Return the whole listing exactly as it stands.
++++ EXTRACTED INFORMATION
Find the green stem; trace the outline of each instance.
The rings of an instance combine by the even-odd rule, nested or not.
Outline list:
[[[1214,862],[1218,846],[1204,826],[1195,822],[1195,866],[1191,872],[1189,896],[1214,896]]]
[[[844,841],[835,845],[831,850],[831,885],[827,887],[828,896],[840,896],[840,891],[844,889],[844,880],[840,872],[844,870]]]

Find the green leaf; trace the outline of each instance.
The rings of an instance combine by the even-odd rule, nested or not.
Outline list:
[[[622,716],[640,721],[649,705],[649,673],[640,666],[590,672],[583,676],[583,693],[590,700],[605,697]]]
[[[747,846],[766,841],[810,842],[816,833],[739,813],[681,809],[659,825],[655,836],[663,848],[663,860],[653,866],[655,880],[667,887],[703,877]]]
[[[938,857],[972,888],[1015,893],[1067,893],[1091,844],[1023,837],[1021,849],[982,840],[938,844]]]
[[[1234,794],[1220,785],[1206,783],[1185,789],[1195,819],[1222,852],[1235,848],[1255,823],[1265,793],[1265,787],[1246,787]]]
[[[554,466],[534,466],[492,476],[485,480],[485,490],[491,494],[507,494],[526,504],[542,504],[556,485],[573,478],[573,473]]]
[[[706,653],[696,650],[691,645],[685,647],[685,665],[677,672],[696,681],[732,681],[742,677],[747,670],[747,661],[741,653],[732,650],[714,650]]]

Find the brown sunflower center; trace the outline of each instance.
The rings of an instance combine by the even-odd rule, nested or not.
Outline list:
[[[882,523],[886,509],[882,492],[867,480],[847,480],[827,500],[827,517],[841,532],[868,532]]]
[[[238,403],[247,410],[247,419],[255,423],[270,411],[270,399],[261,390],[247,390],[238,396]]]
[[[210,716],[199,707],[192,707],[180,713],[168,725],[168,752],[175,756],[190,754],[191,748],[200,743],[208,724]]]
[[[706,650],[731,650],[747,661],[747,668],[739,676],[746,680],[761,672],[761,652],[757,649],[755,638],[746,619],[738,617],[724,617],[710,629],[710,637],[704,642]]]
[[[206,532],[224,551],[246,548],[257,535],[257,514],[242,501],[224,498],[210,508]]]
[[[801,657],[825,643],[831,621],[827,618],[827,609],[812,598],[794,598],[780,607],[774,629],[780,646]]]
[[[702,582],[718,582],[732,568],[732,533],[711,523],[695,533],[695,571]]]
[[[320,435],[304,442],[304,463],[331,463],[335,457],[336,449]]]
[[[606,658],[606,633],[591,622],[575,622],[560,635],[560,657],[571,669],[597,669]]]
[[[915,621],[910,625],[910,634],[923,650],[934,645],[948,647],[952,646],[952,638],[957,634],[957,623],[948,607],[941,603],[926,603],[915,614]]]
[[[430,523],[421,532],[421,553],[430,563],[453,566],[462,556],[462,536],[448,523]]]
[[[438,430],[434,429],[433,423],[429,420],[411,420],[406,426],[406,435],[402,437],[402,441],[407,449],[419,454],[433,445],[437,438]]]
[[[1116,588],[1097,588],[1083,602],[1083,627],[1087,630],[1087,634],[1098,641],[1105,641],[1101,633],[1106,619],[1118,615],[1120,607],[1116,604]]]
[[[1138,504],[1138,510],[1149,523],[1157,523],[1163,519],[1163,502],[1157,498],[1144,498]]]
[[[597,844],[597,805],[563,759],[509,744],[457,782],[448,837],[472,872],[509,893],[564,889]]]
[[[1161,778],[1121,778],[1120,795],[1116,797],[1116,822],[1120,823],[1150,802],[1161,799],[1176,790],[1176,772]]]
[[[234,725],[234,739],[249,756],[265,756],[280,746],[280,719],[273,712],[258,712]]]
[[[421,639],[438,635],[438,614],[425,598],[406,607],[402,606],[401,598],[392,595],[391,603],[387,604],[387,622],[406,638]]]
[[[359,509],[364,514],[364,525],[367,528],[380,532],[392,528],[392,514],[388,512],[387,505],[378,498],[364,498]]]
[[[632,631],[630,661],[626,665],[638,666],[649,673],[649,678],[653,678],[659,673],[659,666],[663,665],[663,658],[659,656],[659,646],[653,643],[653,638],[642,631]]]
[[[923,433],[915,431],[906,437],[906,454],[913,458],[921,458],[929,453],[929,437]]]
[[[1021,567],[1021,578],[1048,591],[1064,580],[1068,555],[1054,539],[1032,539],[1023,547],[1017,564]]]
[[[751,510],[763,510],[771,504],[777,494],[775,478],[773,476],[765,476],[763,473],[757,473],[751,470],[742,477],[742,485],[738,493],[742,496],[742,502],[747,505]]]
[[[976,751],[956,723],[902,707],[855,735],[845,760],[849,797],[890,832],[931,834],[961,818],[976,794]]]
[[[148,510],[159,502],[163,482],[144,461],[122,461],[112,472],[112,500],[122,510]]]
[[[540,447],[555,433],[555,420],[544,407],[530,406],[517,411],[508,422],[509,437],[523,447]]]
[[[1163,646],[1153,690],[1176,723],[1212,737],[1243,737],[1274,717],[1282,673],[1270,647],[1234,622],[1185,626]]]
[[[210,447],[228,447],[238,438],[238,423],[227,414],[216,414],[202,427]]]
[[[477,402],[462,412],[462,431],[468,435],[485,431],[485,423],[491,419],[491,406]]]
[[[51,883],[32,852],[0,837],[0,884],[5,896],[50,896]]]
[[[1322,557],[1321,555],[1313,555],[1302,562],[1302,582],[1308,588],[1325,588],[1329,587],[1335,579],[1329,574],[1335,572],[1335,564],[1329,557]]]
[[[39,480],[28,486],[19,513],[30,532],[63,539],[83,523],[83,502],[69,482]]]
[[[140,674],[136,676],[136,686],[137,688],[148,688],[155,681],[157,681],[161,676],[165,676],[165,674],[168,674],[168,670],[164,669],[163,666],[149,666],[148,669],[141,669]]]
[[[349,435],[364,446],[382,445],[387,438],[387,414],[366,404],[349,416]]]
++++++++
**CORRECT OUTPUT:**
Find the green stem; trace the outline of each instance.
The rings of an instance combine by the even-odd rule, nested or not.
Outline list:
[[[1214,862],[1218,846],[1204,826],[1195,822],[1195,866],[1191,872],[1189,896],[1214,896]]]
[[[844,841],[835,845],[831,850],[831,885],[827,887],[828,896],[840,896],[840,891],[844,889],[844,880],[840,872],[844,870]]]

Find the green leaf; trace the outline of each instance.
The rings of an instance combine by the even-odd rule, nested or not.
Outline list:
[[[622,716],[640,721],[649,705],[649,673],[640,666],[590,672],[583,676],[583,693],[590,700],[605,697]]]
[[[747,846],[766,841],[810,842],[816,833],[739,813],[681,809],[659,825],[655,836],[663,848],[663,860],[653,866],[655,880],[667,887],[703,877]]]
[[[938,857],[972,888],[1015,893],[1067,893],[1091,844],[1023,837],[1021,849],[982,840],[938,844]]]
[[[1234,794],[1220,785],[1206,783],[1185,789],[1195,819],[1222,852],[1235,848],[1255,823],[1265,793],[1265,787],[1246,787]]]
[[[554,466],[534,466],[492,476],[485,480],[485,490],[491,494],[507,494],[526,504],[542,504],[556,485],[573,478],[573,473]]]
[[[706,653],[696,650],[691,645],[685,647],[685,665],[677,672],[696,681],[732,681],[742,677],[747,670],[747,661],[741,653],[732,650],[714,650]]]

Find the brown sunflower center; trace the outline of each instance.
The rings of an instance combine by the even-odd rule, nested or not.
Outline list:
[[[882,523],[886,509],[882,492],[867,480],[847,480],[827,500],[827,517],[841,532],[868,532]]]
[[[238,403],[247,410],[247,419],[255,423],[270,411],[270,399],[261,390],[247,390],[238,396]]]
[[[210,716],[199,707],[192,707],[180,713],[168,725],[168,752],[175,756],[190,754],[191,748],[200,743],[208,724]]]
[[[706,650],[731,650],[747,661],[747,668],[739,676],[746,680],[761,672],[761,652],[757,649],[755,638],[746,619],[738,617],[724,617],[710,629],[710,637],[704,642]]]
[[[206,532],[224,551],[246,548],[257,535],[257,514],[242,501],[224,498],[210,508]]]
[[[801,657],[825,643],[831,621],[827,618],[827,609],[812,598],[794,598],[780,607],[774,629],[780,646]]]
[[[702,582],[718,582],[732,568],[732,533],[711,523],[695,533],[695,571]]]
[[[320,435],[304,442],[304,463],[331,463],[335,457],[336,449]]]
[[[606,658],[606,633],[591,622],[575,622],[560,635],[560,657],[571,669],[597,669]]]
[[[915,621],[910,625],[910,634],[923,650],[934,645],[948,647],[952,646],[952,638],[957,634],[957,623],[948,607],[941,603],[926,603],[915,614]]]
[[[430,523],[421,532],[421,553],[430,563],[453,566],[462,556],[462,536],[448,523]]]
[[[438,430],[434,429],[433,423],[429,420],[411,420],[406,426],[406,435],[402,437],[402,441],[407,449],[419,454],[433,445],[437,438]]]
[[[1116,588],[1097,588],[1083,602],[1083,627],[1087,630],[1087,634],[1098,641],[1105,641],[1101,633],[1106,619],[1118,615],[1120,607],[1116,604]]]
[[[1138,504],[1138,510],[1149,523],[1157,523],[1163,519],[1163,502],[1157,498],[1144,498]]]
[[[597,844],[597,805],[563,759],[509,744],[457,782],[448,837],[472,872],[509,893],[564,889]]]
[[[1161,778],[1121,778],[1120,795],[1116,797],[1116,822],[1120,823],[1150,802],[1161,799],[1176,790],[1176,772]]]
[[[234,725],[234,739],[249,756],[265,756],[280,746],[280,719],[273,712],[258,712]]]
[[[421,639],[438,635],[438,614],[425,598],[406,607],[402,606],[401,598],[392,595],[391,603],[387,604],[387,622],[406,638]]]
[[[359,509],[364,514],[364,525],[367,528],[380,532],[392,528],[392,514],[388,512],[387,505],[378,498],[364,498]]]
[[[632,631],[630,661],[626,665],[638,666],[649,673],[649,678],[653,678],[659,673],[659,666],[663,665],[663,658],[659,656],[659,646],[653,643],[653,638],[642,631]]]
[[[923,433],[915,431],[906,437],[906,454],[913,458],[921,458],[929,453],[929,437]]]
[[[1021,567],[1021,578],[1048,591],[1064,580],[1068,555],[1054,539],[1032,539],[1023,547],[1017,564]]]
[[[751,510],[763,510],[771,504],[777,494],[775,478],[773,476],[765,476],[763,473],[757,473],[751,470],[742,477],[742,485],[738,493],[742,496],[742,502],[747,505]]]
[[[976,751],[956,723],[902,707],[855,735],[845,760],[849,797],[890,832],[931,834],[961,818],[976,794]]]
[[[148,510],[159,502],[163,482],[144,461],[122,461],[112,472],[112,500],[122,510]]]
[[[540,447],[555,433],[555,420],[544,407],[530,406],[517,411],[508,422],[509,437],[523,447]]]
[[[1163,646],[1153,690],[1176,723],[1212,737],[1243,737],[1274,717],[1282,673],[1270,647],[1234,622],[1185,626]]]
[[[210,447],[228,447],[238,438],[238,423],[227,414],[216,414],[202,427]]]
[[[477,402],[462,412],[462,431],[468,435],[485,431],[485,423],[491,419],[491,406]]]
[[[51,883],[32,852],[0,837],[0,884],[5,896],[50,896]]]
[[[1322,557],[1321,555],[1313,555],[1302,562],[1302,582],[1308,588],[1325,588],[1329,587],[1335,579],[1329,574],[1335,572],[1335,564],[1329,557]]]
[[[39,480],[28,486],[19,513],[30,532],[63,539],[83,523],[83,502],[69,482]]]
[[[140,674],[136,676],[136,686],[137,688],[148,688],[155,681],[157,681],[161,676],[165,676],[165,674],[168,674],[168,670],[164,669],[163,666],[149,666],[148,669],[141,669]]]
[[[349,435],[364,446],[382,445],[387,438],[387,414],[366,404],[349,416]]]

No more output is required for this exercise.